**TASK PROMPT:**
Go through the records and filter out every line lacking the word "below"; copy the lines that remain.

**Region pointing data:**
_ _ _

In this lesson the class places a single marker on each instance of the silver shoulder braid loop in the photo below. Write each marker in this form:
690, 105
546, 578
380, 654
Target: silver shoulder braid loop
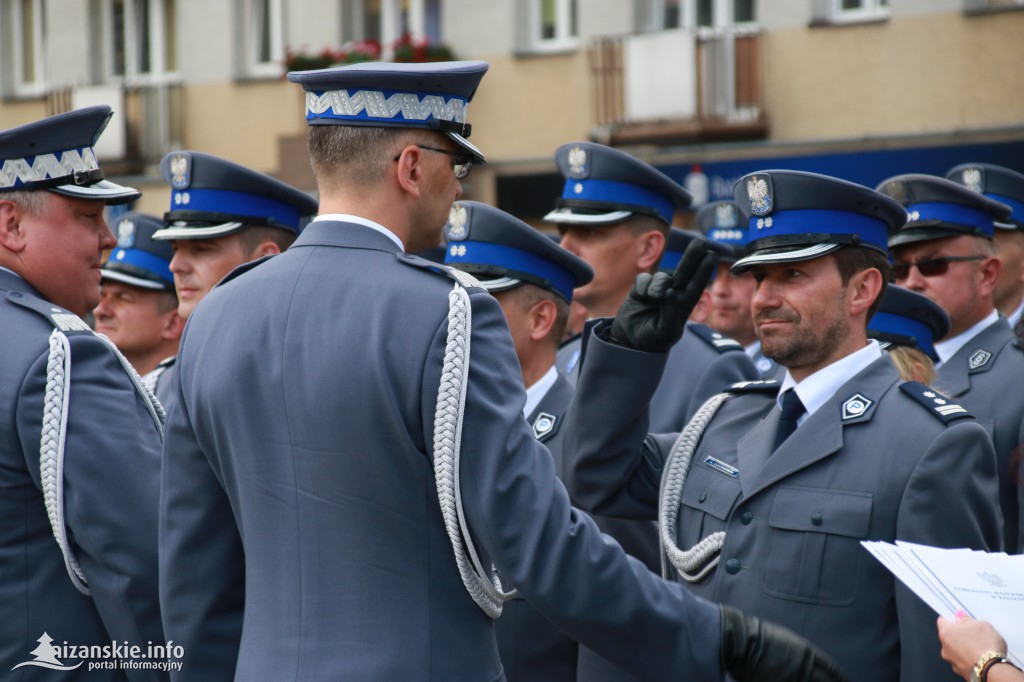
56, 400
697, 561
482, 585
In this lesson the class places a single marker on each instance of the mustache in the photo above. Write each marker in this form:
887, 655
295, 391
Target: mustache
775, 315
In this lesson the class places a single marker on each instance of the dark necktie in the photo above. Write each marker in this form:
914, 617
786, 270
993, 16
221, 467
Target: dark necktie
793, 409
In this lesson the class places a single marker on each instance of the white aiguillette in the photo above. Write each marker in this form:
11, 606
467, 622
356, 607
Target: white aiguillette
988, 586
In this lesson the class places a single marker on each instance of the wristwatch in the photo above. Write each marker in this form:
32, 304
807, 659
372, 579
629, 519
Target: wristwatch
980, 671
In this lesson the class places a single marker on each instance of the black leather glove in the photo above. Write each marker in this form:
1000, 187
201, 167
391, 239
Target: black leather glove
754, 650
652, 315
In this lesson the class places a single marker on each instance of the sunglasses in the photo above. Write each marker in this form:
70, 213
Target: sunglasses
461, 163
930, 268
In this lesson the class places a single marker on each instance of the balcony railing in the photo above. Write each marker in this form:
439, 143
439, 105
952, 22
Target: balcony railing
678, 86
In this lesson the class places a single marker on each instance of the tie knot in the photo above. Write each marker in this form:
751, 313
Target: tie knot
793, 409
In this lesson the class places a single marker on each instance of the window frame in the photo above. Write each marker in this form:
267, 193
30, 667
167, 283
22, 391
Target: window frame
38, 86
157, 40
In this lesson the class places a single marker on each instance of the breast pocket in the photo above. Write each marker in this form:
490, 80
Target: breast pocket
815, 554
708, 499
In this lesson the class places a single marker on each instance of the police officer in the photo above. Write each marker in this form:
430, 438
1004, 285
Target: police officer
771, 488
80, 442
532, 279
731, 293
137, 308
221, 215
907, 326
350, 427
1006, 186
614, 213
946, 252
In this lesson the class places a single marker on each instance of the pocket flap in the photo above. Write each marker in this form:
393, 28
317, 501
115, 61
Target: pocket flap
821, 510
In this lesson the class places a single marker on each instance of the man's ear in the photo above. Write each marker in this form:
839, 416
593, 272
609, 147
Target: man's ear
410, 170
12, 235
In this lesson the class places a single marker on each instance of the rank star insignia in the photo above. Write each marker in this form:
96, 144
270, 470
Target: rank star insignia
759, 194
126, 233
579, 162
544, 424
979, 359
855, 407
973, 179
180, 171
458, 218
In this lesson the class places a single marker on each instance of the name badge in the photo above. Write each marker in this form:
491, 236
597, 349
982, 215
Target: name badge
722, 467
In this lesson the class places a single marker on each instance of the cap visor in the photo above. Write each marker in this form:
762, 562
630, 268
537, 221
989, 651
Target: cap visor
135, 282
782, 256
205, 232
102, 190
567, 216
468, 146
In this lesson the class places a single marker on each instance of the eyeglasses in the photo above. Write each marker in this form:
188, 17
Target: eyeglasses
932, 267
461, 163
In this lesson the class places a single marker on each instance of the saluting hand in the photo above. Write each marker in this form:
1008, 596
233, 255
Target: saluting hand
652, 315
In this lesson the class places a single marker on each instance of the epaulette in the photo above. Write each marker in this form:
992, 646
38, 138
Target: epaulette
716, 340
935, 402
465, 279
64, 320
759, 386
242, 269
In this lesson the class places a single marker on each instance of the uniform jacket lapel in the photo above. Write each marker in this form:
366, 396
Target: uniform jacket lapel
819, 436
953, 378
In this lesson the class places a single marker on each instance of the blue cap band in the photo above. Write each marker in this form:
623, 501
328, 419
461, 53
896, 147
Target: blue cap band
961, 215
409, 109
890, 324
620, 193
516, 260
1018, 207
784, 223
236, 203
146, 261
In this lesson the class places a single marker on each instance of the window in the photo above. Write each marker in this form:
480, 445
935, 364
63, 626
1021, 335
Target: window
662, 14
262, 41
29, 46
386, 20
140, 39
552, 25
841, 11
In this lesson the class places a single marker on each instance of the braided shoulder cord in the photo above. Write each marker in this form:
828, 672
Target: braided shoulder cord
51, 446
148, 397
483, 586
697, 561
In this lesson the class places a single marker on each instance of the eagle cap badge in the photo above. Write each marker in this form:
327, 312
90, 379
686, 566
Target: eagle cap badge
458, 221
579, 161
759, 194
180, 171
974, 178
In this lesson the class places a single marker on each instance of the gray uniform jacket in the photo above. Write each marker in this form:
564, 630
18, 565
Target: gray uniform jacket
877, 462
985, 377
301, 440
111, 484
530, 647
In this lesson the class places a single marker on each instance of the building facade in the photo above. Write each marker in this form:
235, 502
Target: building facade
706, 90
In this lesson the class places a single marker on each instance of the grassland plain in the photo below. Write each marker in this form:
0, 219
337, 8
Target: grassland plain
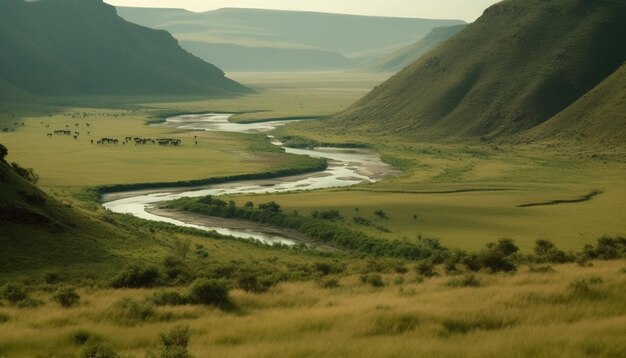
529, 314
466, 194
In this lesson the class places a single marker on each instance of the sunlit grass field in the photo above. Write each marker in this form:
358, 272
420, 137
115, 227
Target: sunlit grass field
528, 314
464, 194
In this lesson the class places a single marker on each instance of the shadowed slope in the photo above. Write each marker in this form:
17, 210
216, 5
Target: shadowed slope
598, 118
520, 64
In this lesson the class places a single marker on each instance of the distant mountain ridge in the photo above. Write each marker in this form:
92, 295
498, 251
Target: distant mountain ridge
280, 40
521, 64
76, 47
400, 59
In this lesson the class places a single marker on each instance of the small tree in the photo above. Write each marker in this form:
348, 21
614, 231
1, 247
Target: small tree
181, 248
174, 343
381, 214
14, 293
209, 292
3, 152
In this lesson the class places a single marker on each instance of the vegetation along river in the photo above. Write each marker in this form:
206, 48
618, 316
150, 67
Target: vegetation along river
346, 167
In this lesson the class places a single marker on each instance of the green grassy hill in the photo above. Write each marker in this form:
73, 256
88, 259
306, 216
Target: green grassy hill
277, 39
41, 234
69, 47
519, 65
400, 59
599, 117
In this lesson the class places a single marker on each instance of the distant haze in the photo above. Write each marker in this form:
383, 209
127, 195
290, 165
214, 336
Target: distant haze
468, 10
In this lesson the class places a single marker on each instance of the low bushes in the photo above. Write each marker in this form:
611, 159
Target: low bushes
202, 291
174, 343
14, 293
135, 276
320, 229
209, 292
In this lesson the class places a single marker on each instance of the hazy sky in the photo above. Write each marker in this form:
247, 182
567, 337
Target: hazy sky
467, 10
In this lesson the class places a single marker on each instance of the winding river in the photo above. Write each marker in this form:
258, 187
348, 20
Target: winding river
346, 167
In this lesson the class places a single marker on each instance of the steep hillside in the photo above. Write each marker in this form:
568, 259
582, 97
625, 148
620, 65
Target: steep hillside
39, 233
599, 117
60, 47
400, 59
520, 64
269, 34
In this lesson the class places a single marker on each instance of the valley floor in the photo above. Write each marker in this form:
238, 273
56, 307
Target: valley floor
464, 194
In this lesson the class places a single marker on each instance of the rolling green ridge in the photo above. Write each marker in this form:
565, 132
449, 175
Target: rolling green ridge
398, 60
516, 67
276, 39
599, 117
71, 47
40, 232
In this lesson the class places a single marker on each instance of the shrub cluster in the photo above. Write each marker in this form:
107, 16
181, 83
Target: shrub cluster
322, 230
135, 276
202, 291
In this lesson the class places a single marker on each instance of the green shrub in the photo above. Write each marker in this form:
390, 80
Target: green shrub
96, 349
270, 207
426, 269
394, 325
545, 251
81, 337
51, 278
209, 292
251, 282
14, 293
373, 279
174, 267
174, 343
3, 152
127, 311
465, 325
327, 215
168, 298
26, 173
30, 303
135, 276
541, 269
67, 297
499, 257
466, 281
584, 288
381, 214
329, 283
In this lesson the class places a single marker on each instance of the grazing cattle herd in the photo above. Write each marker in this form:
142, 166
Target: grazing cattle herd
137, 141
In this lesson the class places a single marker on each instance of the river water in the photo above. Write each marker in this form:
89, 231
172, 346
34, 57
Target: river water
346, 167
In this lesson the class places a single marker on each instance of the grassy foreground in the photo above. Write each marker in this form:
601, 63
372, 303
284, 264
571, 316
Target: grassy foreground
572, 311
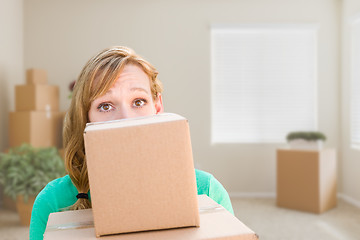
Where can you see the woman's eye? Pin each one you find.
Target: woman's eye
(105, 107)
(139, 102)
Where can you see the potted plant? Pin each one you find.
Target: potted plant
(306, 140)
(24, 171)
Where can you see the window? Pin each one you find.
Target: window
(264, 82)
(355, 85)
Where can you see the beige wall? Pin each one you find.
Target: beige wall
(11, 60)
(351, 157)
(60, 36)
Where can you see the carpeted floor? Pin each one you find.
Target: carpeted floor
(262, 216)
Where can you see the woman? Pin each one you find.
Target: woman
(115, 84)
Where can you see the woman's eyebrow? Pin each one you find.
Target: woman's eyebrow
(139, 89)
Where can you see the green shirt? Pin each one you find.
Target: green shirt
(61, 193)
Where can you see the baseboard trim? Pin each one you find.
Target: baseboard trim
(252, 194)
(349, 199)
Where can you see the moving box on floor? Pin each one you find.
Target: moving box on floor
(141, 174)
(36, 76)
(306, 180)
(40, 97)
(216, 223)
(38, 128)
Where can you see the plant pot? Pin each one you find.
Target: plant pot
(302, 144)
(24, 209)
(9, 203)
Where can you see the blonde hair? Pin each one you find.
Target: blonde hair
(95, 79)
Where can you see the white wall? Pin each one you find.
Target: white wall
(11, 60)
(351, 157)
(61, 36)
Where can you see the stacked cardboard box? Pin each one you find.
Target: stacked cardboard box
(215, 223)
(36, 119)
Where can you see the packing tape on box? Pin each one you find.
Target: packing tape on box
(66, 226)
(90, 224)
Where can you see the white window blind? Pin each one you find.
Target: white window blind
(264, 82)
(355, 85)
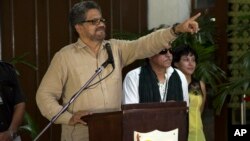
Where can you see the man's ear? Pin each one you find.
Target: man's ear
(176, 65)
(77, 27)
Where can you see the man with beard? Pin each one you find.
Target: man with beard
(156, 81)
(73, 66)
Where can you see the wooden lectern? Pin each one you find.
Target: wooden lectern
(120, 125)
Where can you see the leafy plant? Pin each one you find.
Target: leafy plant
(29, 124)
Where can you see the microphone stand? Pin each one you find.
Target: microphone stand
(98, 71)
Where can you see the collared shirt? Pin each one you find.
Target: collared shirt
(131, 84)
(75, 64)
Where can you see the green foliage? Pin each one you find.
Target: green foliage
(29, 125)
(235, 87)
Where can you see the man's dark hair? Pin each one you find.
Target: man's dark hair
(183, 50)
(79, 10)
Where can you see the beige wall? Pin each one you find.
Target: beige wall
(167, 12)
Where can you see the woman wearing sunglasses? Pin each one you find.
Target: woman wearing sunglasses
(185, 59)
(156, 81)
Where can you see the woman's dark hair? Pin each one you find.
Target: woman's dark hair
(79, 10)
(182, 50)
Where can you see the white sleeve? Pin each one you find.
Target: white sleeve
(130, 87)
(184, 86)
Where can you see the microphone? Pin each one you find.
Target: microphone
(110, 55)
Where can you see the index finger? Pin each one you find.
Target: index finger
(195, 17)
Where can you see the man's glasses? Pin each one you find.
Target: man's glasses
(164, 51)
(95, 21)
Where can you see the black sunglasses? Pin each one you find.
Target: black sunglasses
(164, 51)
(95, 21)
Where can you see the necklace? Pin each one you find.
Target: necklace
(163, 87)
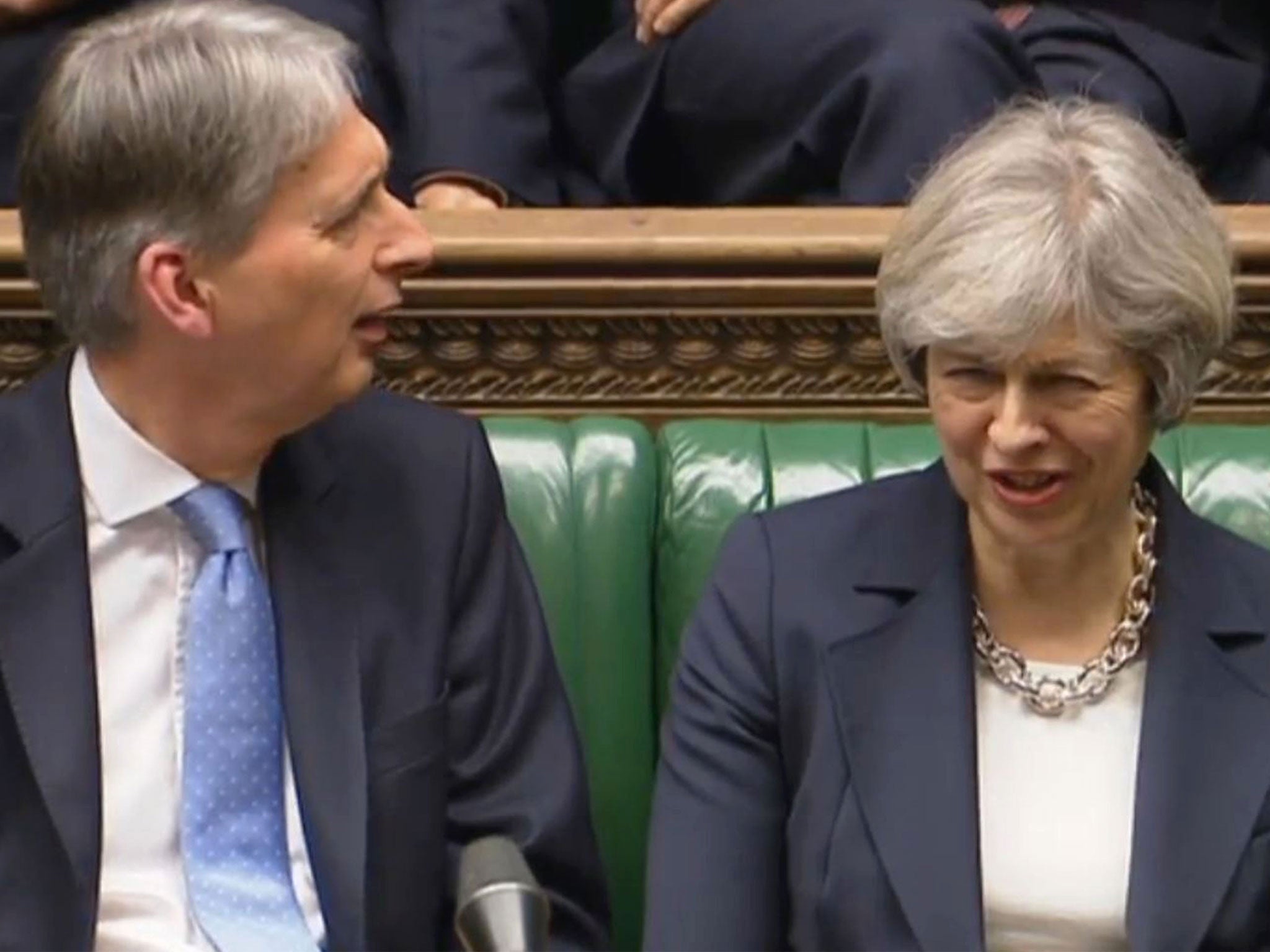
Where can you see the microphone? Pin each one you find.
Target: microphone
(500, 906)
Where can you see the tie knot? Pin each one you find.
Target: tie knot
(215, 516)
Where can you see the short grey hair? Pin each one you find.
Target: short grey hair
(1062, 211)
(167, 121)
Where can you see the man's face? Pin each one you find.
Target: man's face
(299, 312)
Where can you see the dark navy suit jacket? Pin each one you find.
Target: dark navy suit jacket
(422, 701)
(818, 782)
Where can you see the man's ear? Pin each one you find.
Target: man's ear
(168, 284)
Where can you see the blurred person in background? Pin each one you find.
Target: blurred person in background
(461, 88)
(744, 102)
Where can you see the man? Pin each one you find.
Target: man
(460, 88)
(718, 102)
(270, 653)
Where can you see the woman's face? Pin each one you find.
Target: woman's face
(1043, 450)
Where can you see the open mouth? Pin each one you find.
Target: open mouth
(373, 328)
(1028, 489)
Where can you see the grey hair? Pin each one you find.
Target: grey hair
(1062, 211)
(172, 122)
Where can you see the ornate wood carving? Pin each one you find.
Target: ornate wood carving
(662, 314)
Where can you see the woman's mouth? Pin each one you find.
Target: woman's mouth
(371, 328)
(1028, 488)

_ _ _

**WRITTEN SOLUTION:**
In this lesson the class places a single marker on each instance of the silver shoulder braid loop in the photo below. Write each marker in this form:
In this lesson the class places a single marker on each instance of the grassland plain in the photo below. Write each marker in this form:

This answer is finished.